Stated goal: Copy every line of the items below without altering any character, spacing, or punctuation.

Supplied material:
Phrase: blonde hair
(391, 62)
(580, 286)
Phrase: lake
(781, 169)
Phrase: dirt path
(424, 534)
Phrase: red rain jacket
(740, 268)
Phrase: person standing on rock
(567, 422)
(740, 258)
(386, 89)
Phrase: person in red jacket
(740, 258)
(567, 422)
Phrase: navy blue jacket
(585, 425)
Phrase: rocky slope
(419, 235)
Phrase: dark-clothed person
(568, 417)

Expected output:
Phrase: blonde hair
(391, 62)
(580, 286)
Phrase: lake
(781, 169)
Phrase: dirt path
(424, 534)
Phrase: red rain jacket
(740, 268)
Phrase: person standing on rock
(567, 422)
(740, 258)
(386, 89)
Phrase: person in red jacket
(740, 258)
(567, 422)
Phrase: navy blue jacket
(585, 425)
Phrase: rocky slope
(419, 235)
Phrase: dark-clothed person
(568, 417)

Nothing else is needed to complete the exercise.